## Problem to solve
Which lines run from the line with "Task: for the roadway count, mark the bird beak" through the line with "[379, 1058]" in the entries below? Print them exactly, both ends included, and nothing more.
Content starts
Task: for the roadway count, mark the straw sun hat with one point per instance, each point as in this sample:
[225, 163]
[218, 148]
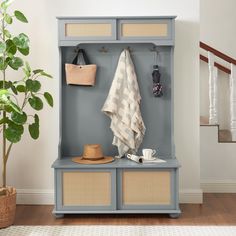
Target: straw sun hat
[92, 154]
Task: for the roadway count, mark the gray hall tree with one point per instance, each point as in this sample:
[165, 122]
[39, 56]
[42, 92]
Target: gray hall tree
[17, 92]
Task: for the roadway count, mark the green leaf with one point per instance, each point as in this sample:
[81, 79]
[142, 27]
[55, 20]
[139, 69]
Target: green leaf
[18, 128]
[5, 100]
[24, 51]
[33, 85]
[34, 130]
[37, 71]
[8, 19]
[21, 88]
[4, 121]
[49, 98]
[45, 74]
[36, 103]
[21, 41]
[14, 90]
[15, 63]
[2, 47]
[7, 33]
[19, 119]
[12, 135]
[3, 64]
[20, 16]
[8, 109]
[5, 4]
[13, 132]
[3, 92]
[11, 47]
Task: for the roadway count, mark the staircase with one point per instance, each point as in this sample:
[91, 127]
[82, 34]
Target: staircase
[224, 135]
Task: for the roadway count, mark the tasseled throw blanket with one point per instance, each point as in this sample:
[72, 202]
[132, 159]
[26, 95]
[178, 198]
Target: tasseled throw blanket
[123, 107]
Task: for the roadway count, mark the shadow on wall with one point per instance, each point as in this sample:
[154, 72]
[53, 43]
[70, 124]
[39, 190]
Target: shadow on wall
[186, 99]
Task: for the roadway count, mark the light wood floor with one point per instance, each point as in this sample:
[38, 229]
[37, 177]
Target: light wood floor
[217, 209]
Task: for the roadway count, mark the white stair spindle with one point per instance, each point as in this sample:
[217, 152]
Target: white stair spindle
[213, 90]
[233, 102]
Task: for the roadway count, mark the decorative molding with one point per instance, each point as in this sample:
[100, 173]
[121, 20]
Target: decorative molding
[46, 196]
[218, 186]
[35, 196]
[194, 196]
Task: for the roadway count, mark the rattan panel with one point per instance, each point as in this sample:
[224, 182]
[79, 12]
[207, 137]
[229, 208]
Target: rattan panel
[88, 30]
[146, 187]
[86, 188]
[144, 30]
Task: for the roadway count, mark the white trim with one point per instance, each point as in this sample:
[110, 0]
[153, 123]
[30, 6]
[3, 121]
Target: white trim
[218, 186]
[191, 196]
[46, 196]
[35, 196]
[213, 90]
[233, 102]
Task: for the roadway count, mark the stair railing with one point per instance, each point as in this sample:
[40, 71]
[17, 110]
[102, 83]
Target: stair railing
[213, 84]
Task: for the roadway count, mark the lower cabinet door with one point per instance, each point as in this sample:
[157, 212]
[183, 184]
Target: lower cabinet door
[146, 189]
[86, 189]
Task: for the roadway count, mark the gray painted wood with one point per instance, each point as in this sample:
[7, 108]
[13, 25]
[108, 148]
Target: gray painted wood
[119, 212]
[79, 124]
[146, 21]
[62, 24]
[81, 120]
[67, 163]
[61, 207]
[122, 206]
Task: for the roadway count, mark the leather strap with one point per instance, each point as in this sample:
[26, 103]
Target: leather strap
[80, 56]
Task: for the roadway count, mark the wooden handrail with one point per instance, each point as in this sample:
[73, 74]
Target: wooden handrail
[219, 66]
[217, 53]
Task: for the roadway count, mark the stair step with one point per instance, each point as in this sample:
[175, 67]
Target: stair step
[225, 136]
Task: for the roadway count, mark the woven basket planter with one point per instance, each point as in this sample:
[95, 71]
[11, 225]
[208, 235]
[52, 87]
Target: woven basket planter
[7, 208]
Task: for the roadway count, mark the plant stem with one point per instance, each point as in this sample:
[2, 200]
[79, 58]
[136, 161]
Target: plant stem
[4, 172]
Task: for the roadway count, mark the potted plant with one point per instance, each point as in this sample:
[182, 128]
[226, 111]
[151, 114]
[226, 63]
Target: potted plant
[16, 94]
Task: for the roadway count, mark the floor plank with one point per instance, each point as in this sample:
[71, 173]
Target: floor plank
[217, 209]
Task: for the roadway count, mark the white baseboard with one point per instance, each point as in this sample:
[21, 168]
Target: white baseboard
[194, 196]
[218, 186]
[46, 196]
[35, 196]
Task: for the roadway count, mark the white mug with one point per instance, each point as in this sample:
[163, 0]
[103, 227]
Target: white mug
[148, 153]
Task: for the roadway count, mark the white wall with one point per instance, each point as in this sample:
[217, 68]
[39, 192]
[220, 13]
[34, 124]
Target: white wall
[29, 165]
[217, 28]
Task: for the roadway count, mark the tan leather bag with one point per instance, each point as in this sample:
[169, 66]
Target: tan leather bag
[80, 72]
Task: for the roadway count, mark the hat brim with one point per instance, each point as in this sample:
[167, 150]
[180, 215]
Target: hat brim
[105, 160]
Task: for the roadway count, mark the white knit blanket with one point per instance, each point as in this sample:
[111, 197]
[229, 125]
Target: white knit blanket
[123, 107]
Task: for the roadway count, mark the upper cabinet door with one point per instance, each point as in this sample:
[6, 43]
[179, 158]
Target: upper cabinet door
[150, 29]
[87, 29]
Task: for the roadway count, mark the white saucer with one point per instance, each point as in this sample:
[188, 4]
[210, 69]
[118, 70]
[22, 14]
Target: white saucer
[151, 159]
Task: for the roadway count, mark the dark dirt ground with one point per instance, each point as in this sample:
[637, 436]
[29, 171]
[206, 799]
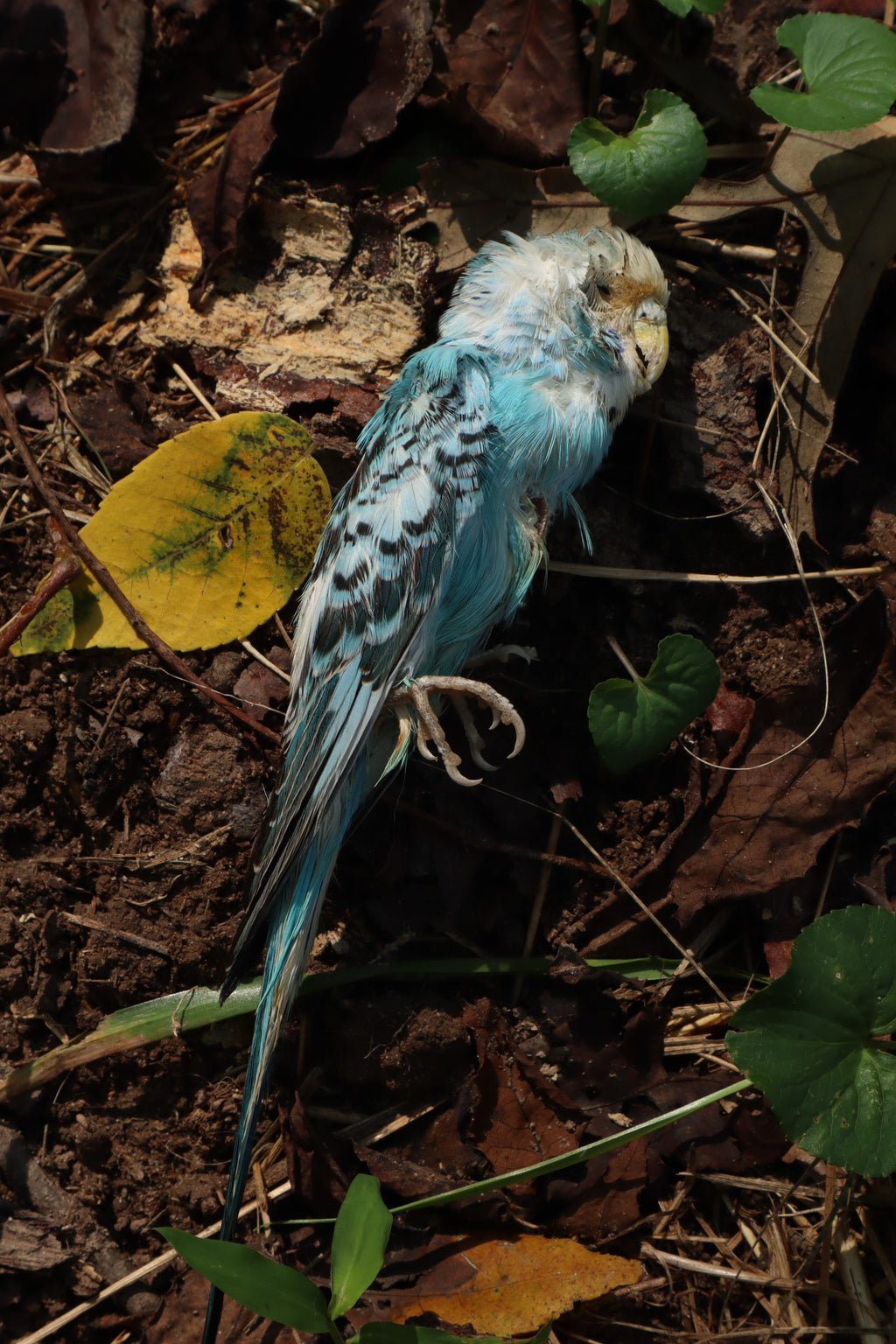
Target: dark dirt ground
[128, 805]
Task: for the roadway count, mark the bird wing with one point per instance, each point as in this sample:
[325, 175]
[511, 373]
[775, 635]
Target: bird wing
[371, 604]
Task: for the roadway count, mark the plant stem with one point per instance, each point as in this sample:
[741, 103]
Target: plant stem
[624, 660]
[597, 57]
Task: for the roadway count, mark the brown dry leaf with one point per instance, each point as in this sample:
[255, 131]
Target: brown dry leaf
[321, 310]
[477, 200]
[843, 187]
[512, 70]
[72, 72]
[517, 1285]
[771, 822]
[218, 200]
[512, 1121]
[351, 82]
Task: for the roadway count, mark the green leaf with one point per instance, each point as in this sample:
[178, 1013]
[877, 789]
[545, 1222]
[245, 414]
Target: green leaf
[850, 65]
[684, 7]
[633, 721]
[266, 1288]
[810, 1040]
[650, 168]
[383, 1332]
[359, 1243]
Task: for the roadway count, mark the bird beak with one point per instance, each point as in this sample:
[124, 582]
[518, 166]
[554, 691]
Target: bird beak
[653, 344]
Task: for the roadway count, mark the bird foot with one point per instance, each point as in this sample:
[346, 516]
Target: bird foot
[416, 694]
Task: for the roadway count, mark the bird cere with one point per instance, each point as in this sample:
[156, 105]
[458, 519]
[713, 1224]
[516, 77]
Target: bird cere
[431, 544]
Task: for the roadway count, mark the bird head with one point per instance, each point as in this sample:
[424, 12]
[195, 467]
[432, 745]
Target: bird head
[629, 295]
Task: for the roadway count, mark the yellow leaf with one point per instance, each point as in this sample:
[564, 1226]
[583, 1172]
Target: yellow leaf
[517, 1285]
[207, 536]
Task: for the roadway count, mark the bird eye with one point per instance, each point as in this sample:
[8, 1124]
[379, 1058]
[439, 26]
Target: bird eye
[650, 312]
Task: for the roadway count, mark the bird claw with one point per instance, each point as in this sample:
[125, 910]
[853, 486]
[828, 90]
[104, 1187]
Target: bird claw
[416, 695]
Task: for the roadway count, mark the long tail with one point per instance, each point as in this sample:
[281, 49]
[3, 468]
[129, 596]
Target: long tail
[291, 930]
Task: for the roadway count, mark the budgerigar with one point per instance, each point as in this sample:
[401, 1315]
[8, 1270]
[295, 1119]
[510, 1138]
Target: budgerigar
[430, 546]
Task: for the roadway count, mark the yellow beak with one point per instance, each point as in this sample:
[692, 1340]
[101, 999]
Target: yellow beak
[653, 343]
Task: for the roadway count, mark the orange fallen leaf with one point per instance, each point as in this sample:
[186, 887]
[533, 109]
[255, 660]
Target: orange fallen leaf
[517, 1285]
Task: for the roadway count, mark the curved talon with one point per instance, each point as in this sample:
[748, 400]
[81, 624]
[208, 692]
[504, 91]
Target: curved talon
[473, 737]
[429, 730]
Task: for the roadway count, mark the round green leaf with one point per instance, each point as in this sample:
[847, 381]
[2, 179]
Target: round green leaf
[684, 7]
[359, 1243]
[273, 1291]
[633, 721]
[812, 1040]
[850, 65]
[650, 168]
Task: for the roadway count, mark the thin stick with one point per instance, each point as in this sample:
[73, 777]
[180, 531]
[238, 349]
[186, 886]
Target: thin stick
[685, 953]
[198, 393]
[107, 581]
[144, 1271]
[265, 663]
[610, 571]
[66, 566]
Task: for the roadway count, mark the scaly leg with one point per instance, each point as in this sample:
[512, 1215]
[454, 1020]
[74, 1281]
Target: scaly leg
[416, 694]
Content ends
## Answer to this task
Task: for the roadway count, mark the bird beak with one point per instance, each point as in this sample:
[124, 582]
[518, 166]
[554, 691]
Target: bird beak
[653, 344]
Task: for the roadway count, mark the bird foot with one point per instance, each point as in this sample:
[346, 516]
Target: bird foot
[416, 694]
Task: for the roadway count, mark the bird cere with one point per instance, each point as in this sample:
[156, 105]
[458, 519]
[713, 1224]
[516, 77]
Target: bird cere
[431, 544]
Task: for the roadway count, mark the bird head with one point per instance, each point as in this sample:
[424, 12]
[195, 467]
[432, 745]
Target: bird head
[629, 295]
Task: for the roadway count, mark the yellow leaf with one point per instance, each point as in this sample:
[564, 1226]
[583, 1172]
Target: yellow leaf
[517, 1285]
[207, 536]
Task: for the roadway count, mark the bird eye with one point per instance, each point as in this sample:
[8, 1124]
[379, 1058]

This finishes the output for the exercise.